── 提供された抜粋

• 今回は、年5日の年休取得を会社に義務付ける規定について取り上げる
  • 使用者が与えなければならない法定の年休の日数が10労働日以上である労働者に係る年休の日数のうち、5日については、基準日から1年以内の期間に、労働者ごとにその時季を定めることにより与えることが義務付けられた
  • 会社による時季指定により与えるにあたっては、あらかじめ、年休を与えることを労働者に明らかにした上で、その時季について労働者の意見を聴かなければならない

 

世界の労働基準監督署からVOL016:東金労働基準監督署

前回に引き続き、改正労基法にかかる施行通達について見ていきましょう。今回は、年5日の年休取得を会社に義務付ける規定について取り上げたいと思います。

新労基法39条7項では、使用者が与えなければならない法定の年休の日数が10労働日以上である労働者に係る年休の日数のうち、5日については、基準日(原則として6箇月経過日から1年ごとに区分した各期間の初日をいいます。)から1年以内の期間に、労働者ごとにその時季を定めることにより与えることが義務付けられました。

会社による時季指定により与えるにあたっては、あらかじめ、年休を与えることを労働者に明らかにした上で、その時季について労働者の意見を聴かなければならないとされています。この意見聴取については義務です。

また、使用者は、年休の時季を定めるに当たっては、できる限り労働者の希望に沿った時季指定となるよう、聴取した意見を尊重するよう努めなければならないとされています。これは、努力義務ということになります。

以上をふまえると、年度当初に労働者の意見を聴いた上で年次有給休暇取得計画表を作成し、これに基づき年次有給休暇を付与すること等が考えられるとされています。ただし、労働者が自ら時季指定して5日以上の年休を取得した場合や、計画的付与により5日以上の年休を取得した場合には、使用者による時季指定は不要です。

────
── データセット項目

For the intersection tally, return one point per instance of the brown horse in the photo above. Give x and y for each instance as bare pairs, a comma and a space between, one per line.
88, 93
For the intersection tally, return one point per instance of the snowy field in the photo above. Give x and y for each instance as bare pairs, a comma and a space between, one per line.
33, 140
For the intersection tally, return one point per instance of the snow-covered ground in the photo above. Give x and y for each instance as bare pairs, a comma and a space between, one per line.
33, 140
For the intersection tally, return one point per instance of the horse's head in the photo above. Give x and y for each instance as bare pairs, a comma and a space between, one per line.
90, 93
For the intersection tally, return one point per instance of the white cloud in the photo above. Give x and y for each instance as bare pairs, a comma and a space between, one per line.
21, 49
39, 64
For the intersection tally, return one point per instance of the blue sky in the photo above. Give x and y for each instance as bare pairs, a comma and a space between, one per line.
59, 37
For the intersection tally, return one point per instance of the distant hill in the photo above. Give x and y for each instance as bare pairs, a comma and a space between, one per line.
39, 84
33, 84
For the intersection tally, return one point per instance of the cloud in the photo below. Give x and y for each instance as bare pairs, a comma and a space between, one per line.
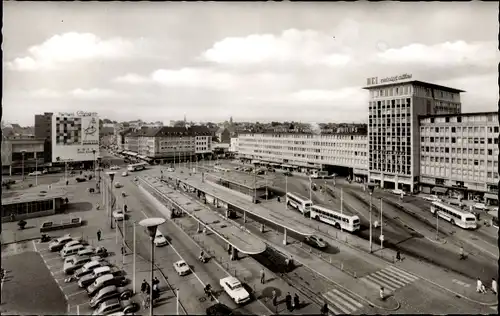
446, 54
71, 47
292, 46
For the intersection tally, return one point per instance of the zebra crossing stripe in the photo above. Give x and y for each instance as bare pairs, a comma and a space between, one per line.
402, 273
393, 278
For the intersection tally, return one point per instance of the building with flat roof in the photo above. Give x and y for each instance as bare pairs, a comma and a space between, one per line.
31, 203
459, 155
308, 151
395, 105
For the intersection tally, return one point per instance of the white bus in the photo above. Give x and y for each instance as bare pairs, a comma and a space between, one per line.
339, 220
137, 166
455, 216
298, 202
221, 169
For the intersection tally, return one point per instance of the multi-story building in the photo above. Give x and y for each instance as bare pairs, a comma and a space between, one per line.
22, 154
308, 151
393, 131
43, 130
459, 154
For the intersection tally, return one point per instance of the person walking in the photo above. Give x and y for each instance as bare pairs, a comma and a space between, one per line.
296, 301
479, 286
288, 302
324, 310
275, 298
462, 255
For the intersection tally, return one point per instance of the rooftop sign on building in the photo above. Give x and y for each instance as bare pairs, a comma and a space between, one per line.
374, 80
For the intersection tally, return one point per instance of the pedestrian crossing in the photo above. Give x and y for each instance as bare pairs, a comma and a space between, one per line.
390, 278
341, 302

────
── データセット項目

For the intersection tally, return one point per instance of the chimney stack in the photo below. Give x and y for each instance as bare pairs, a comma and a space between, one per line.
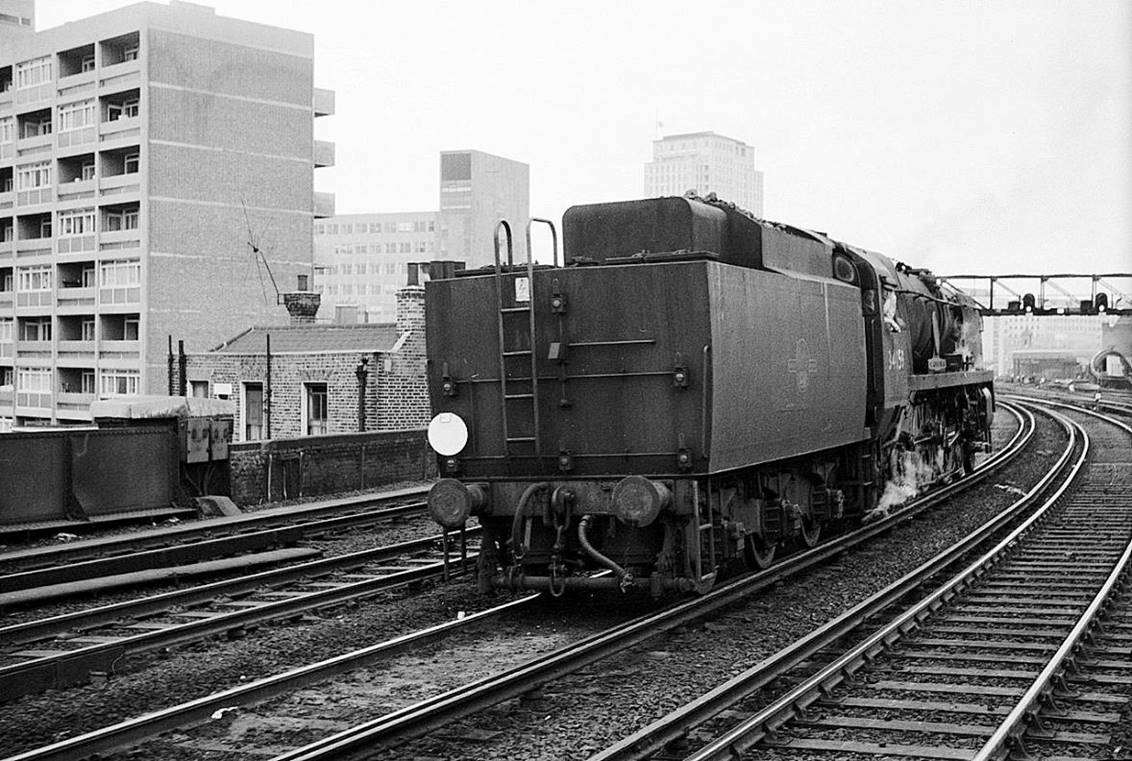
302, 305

────

## 演習の要件:
1. 年休取得義務に関する文章では、年休の時季を定める際に聴取した労働者の意見を尊重することは、義務と努力義務のどちらとされていますか。
2. 年休取得義務に関する文章のうち、「世界の労働基準監督署からVOL016:東金労働基準監督署」から「意見聴取については義務です。」までをそのまま書き写してください。

## 課題別の解答:
1. 努力義務とされています。

2.
世界の労働基準監督署からVOL016:東金労働基準監督署

前回に引き続き、改正労基法にかかる施行通達について見ていきましょう。今回は、年5日の年休取得を会社に義務付ける規定について取り上げたいと思います。

新労基法39条7項では、使用者が与えなければならない法定の年休の日数が10労働日以上である労働者に係る年休の日数のうち、5日については、基準日(原則として6箇月経過日から1年ごとに区分した各期間の初日をいいます。)から1年以内の期間に、労働者ごとにその時季を定めることにより与えることが義務付けられました。

会社による時季指定により与えるにあたっては、あらかじめ、年休を与えることを労働者に明らかにした上で、その時季について労働者の意見を聴かなければならないとされています。この意見聴取については義務です。